> _Problem details_:
Please restate the following records word for word.

> _Provided information_:
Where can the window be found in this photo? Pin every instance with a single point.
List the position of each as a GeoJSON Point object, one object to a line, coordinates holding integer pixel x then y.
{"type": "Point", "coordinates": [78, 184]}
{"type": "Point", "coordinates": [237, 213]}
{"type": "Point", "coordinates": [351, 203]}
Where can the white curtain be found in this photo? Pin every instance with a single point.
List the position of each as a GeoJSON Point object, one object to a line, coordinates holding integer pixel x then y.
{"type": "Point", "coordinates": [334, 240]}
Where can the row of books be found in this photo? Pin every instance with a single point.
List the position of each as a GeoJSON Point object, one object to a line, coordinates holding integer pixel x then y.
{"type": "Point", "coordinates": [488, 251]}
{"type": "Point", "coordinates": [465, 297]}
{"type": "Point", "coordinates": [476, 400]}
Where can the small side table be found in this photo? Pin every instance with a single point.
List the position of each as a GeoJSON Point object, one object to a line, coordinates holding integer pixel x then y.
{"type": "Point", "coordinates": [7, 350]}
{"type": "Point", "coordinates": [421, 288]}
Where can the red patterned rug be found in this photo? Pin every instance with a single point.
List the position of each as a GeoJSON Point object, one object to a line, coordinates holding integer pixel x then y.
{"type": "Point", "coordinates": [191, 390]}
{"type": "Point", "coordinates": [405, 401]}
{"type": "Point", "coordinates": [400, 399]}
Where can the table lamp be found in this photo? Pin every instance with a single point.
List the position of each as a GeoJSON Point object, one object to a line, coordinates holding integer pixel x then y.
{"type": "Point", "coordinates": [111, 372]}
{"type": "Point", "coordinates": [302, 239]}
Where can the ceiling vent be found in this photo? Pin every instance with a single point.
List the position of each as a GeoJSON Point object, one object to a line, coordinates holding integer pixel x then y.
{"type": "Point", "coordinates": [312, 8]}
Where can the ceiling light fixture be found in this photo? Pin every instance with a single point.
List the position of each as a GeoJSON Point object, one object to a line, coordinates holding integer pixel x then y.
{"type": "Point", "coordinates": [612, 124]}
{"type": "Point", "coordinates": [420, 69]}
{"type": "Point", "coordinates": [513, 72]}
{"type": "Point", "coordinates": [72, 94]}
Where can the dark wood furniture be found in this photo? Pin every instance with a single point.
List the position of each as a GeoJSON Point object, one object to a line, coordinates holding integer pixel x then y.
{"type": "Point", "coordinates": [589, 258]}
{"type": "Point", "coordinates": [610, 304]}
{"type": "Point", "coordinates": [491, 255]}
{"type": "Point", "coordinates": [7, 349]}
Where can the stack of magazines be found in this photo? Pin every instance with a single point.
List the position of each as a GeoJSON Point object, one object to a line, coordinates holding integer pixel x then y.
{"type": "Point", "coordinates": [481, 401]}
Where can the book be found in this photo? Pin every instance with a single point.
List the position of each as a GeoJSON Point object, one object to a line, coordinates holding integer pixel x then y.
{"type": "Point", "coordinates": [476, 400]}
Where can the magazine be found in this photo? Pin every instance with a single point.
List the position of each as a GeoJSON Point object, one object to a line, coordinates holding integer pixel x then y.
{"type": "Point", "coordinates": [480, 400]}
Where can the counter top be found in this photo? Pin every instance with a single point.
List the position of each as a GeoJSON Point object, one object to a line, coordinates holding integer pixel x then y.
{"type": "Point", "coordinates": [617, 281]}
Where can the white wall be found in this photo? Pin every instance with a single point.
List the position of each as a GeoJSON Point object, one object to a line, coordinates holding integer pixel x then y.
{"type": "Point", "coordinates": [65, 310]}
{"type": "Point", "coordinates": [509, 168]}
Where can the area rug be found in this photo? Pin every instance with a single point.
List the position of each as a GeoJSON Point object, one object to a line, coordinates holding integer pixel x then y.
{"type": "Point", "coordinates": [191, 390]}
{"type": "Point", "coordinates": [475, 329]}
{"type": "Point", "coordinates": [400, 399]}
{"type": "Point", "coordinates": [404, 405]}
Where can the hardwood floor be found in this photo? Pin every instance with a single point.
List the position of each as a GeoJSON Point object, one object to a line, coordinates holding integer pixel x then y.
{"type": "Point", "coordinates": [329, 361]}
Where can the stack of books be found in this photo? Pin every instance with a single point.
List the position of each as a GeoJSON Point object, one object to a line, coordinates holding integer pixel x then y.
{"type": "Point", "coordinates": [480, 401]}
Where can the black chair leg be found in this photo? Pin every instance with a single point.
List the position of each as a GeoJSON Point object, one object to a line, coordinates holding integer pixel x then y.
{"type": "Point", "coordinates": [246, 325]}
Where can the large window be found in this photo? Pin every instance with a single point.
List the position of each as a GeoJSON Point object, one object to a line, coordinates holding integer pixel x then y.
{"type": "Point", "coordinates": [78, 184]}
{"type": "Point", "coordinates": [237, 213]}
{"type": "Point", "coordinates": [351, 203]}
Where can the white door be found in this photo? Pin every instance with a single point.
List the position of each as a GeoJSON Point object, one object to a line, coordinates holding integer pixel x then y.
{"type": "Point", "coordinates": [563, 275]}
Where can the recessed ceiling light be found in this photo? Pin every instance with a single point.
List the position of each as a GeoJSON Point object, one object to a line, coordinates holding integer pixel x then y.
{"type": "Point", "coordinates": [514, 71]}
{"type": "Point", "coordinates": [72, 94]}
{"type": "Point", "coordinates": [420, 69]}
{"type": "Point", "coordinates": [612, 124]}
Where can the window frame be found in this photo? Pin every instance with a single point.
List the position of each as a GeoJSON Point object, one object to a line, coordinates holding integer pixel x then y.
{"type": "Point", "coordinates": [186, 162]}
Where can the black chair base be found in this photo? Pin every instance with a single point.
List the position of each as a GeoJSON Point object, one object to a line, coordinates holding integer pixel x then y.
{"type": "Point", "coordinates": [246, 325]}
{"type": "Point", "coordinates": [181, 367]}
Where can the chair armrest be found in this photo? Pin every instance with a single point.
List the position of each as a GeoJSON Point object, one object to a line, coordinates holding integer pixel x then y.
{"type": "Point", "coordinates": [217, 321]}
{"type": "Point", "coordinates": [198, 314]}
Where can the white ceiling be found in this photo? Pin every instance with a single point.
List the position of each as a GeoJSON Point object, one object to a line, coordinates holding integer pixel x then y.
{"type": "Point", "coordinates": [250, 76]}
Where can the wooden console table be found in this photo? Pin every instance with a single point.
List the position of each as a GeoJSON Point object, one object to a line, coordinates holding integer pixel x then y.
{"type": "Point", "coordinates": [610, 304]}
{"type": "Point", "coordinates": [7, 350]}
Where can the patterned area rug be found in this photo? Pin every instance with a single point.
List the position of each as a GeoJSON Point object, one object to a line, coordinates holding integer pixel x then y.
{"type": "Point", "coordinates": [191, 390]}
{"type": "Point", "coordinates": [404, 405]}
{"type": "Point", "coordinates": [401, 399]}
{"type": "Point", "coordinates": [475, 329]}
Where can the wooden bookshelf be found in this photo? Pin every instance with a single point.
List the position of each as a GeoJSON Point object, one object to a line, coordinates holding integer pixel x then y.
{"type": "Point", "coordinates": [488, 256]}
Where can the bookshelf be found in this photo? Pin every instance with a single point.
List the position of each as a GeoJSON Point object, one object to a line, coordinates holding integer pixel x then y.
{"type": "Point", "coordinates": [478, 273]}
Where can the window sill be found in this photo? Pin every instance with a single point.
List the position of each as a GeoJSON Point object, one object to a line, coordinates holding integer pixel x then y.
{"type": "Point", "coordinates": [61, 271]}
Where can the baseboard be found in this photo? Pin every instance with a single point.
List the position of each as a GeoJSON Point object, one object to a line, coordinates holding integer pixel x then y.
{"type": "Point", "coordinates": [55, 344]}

> _Final result_:
Where can the window be found in this photo? Pin every instance with a single point.
List the position of each as a GeoJSON Point object, one object to a line, coordinates holding integer pixel x then y.
{"type": "Point", "coordinates": [78, 184]}
{"type": "Point", "coordinates": [237, 213]}
{"type": "Point", "coordinates": [351, 203]}
Where can the white curtain be found in this photo? Pin every instance with a single point.
List the position of each as a GeoJSON Point object, one object to a line, coordinates holding integer pixel x then y.
{"type": "Point", "coordinates": [334, 240]}
Where can the row of books be found in this photo? Pin every instance with a single point.
List the position of each as a GeoJSON Point object, one object to a line, coordinates holding integer pixel x then y.
{"type": "Point", "coordinates": [488, 251]}
{"type": "Point", "coordinates": [465, 297]}
{"type": "Point", "coordinates": [476, 400]}
Where can the small side table be found in this photo? Pin every instance with a single point.
List the position of each as a GeoJSON Point object, one object to a line, coordinates holding integer pixel x then y.
{"type": "Point", "coordinates": [7, 350]}
{"type": "Point", "coordinates": [421, 288]}
Where can the red patterned rug be found in this photo? Pin every instance with a single point.
List the position of each as a GeoJSON Point object, one object to a line, coordinates holding integer pixel x then y.
{"type": "Point", "coordinates": [191, 390]}
{"type": "Point", "coordinates": [405, 401]}
{"type": "Point", "coordinates": [400, 399]}
Where can the table lamp be found in this photo? Pin every instance with a single point.
List the position of each as a GeoJSON Point object, one object to a line, coordinates holding integer pixel x then y.
{"type": "Point", "coordinates": [111, 372]}
{"type": "Point", "coordinates": [302, 239]}
Where can the ceiling vent be found in this photo? Pin every instance with a single point.
List the position of each as a GeoJSON Point object, one object to a line, coordinates holding integer pixel x then y.
{"type": "Point", "coordinates": [312, 8]}
Where can the ceiling light fixture be found in this photo? Pin every instance with a single point.
List the position of each as a GeoJSON Point object, one object to a line, coordinates holding integer pixel x then y.
{"type": "Point", "coordinates": [612, 124]}
{"type": "Point", "coordinates": [420, 69]}
{"type": "Point", "coordinates": [513, 72]}
{"type": "Point", "coordinates": [72, 94]}
Where can the dark wood furniture be found in this photo? Pin every instance with a single point.
List the position of each as a GeoJSON Point object, one object to a line, coordinates holding integer pixel x then y.
{"type": "Point", "coordinates": [589, 258]}
{"type": "Point", "coordinates": [610, 304]}
{"type": "Point", "coordinates": [491, 255]}
{"type": "Point", "coordinates": [7, 349]}
Where can the stack of magazines be found in this photo? Pin every instance with a single point.
List the position of each as a GeoJSON Point object, one object to a line, coordinates holding integer pixel x then y.
{"type": "Point", "coordinates": [481, 401]}
Where can the book be found in this photo? Pin every instance with a single point.
List the position of each as a GeoJSON Point object, one object to a line, coordinates holding integer pixel x then y.
{"type": "Point", "coordinates": [476, 400]}
Where can the magazine be found in this photo? Pin every instance with a single point.
List the position of each as a GeoJSON Point object, one object to a line, coordinates holding integer pixel x then y.
{"type": "Point", "coordinates": [480, 400]}
Where can the counter top be found in this photo? Pin every instance with a single point.
List the position of each as a GeoJSON Point object, one object to a line, coordinates holding integer pixel x then y.
{"type": "Point", "coordinates": [617, 281]}
Where can the white wall be found in this photo? Pin every instance with a single point.
List the position of each as a GeoJSON Point object, one object to a line, coordinates holding integer pixel x then y.
{"type": "Point", "coordinates": [65, 310]}
{"type": "Point", "coordinates": [509, 168]}
Where can the area rug be found in this photo? Pin every instance with a single point.
List the position of each as a GeoJSON Point object, one object to a line, coordinates holding integer pixel x then y.
{"type": "Point", "coordinates": [191, 390]}
{"type": "Point", "coordinates": [475, 329]}
{"type": "Point", "coordinates": [400, 399]}
{"type": "Point", "coordinates": [404, 405]}
Where can the hardwood floor be found in this photo? Pin every instance with a single point.
List the position of each as a GeoJSON Point object, one object to a line, coordinates holding integer pixel x then y.
{"type": "Point", "coordinates": [329, 361]}
Where can the stack of books be found in this photo? Pin every instance with a single point.
List the position of each as a GeoJSON Point object, one object to a line, coordinates holding integer pixel x then y.
{"type": "Point", "coordinates": [480, 401]}
Where can the black chair leg be found in this photo? Pin every instance with a single point.
List the position of each as a GeoJSON Point object, one object to a line, coordinates holding integer pixel x then y.
{"type": "Point", "coordinates": [246, 325]}
Where can the large window be found in this photo? Pin every instance with a single point.
List the position of each as a GeoJSON Point object, one object to a line, coordinates holding integer pixel x then y.
{"type": "Point", "coordinates": [78, 184]}
{"type": "Point", "coordinates": [237, 213]}
{"type": "Point", "coordinates": [351, 203]}
Where can the white door be found in this photo? Pin every instance with a single point.
List the position of each as a GeoJSON Point object, one object to a line, coordinates holding integer pixel x then y.
{"type": "Point", "coordinates": [563, 275]}
Where can the recessed ceiling light be found in this photo? Pin every instance with a single point.
List the position of each as a GeoJSON Point object, one object to a line, coordinates holding integer pixel x then y.
{"type": "Point", "coordinates": [514, 71]}
{"type": "Point", "coordinates": [72, 94]}
{"type": "Point", "coordinates": [420, 69]}
{"type": "Point", "coordinates": [612, 124]}
Where can the window frame be found in this photo? Pin every instance with a single point.
List the position of each as a GeoJSON Point object, one object to a line, coordinates holding integer pixel x then y.
{"type": "Point", "coordinates": [186, 162]}
Where can the black chair base be found in this photo? Pin every instance with a single point.
List the position of each as a GeoJSON Point object, one object to a line, coordinates holding integer pixel x then y.
{"type": "Point", "coordinates": [246, 325]}
{"type": "Point", "coordinates": [181, 367]}
Where can the chair armrest be found in this photo? Pin every instance with a single point.
List the position of each as a GeoJSON Point object, one object to a line, coordinates holding integer pixel x then y.
{"type": "Point", "coordinates": [217, 321]}
{"type": "Point", "coordinates": [198, 314]}
Where can the white ceiling be found in this photo? Pin every instance with a single point.
List the position of each as a GeoJSON Point object, one object to a line, coordinates holding integer pixel x then y.
{"type": "Point", "coordinates": [250, 76]}
Where can the wooden console table be found in this photo? Pin every instance with a single point.
List the position of each as a GeoJSON Point object, one object to a line, coordinates holding integer pixel x then y.
{"type": "Point", "coordinates": [610, 304]}
{"type": "Point", "coordinates": [7, 350]}
Where can the patterned area rug be found in this photo? Pin every instance with a single point.
List the position of each as a GeoJSON Point object, one object to a line, coordinates holding integer pixel x then y.
{"type": "Point", "coordinates": [191, 390]}
{"type": "Point", "coordinates": [404, 405]}
{"type": "Point", "coordinates": [401, 399]}
{"type": "Point", "coordinates": [475, 329]}
Where can the wooden bookshelf be found in this photo? Pin every instance with a single point.
List the position of each as a GeoJSON Point object, one object to a line, coordinates holding integer pixel x then y.
{"type": "Point", "coordinates": [488, 256]}
Where can the bookshelf be found in this photo? Pin every instance with a single point.
List the position of each as a GeoJSON Point object, one object to a line, coordinates holding integer pixel x then y.
{"type": "Point", "coordinates": [478, 273]}
Where can the window sill be found in this photo? Pin every instance with a single point.
List the position of each as a GeoJSON Point object, one object to a line, coordinates holding integer pixel x then y.
{"type": "Point", "coordinates": [61, 271]}
Where can the baseboard be found in this photo? Pin every instance with a single point.
List the position of each as a GeoJSON Point object, one object to a line, coordinates holding integer pixel x then y.
{"type": "Point", "coordinates": [55, 344]}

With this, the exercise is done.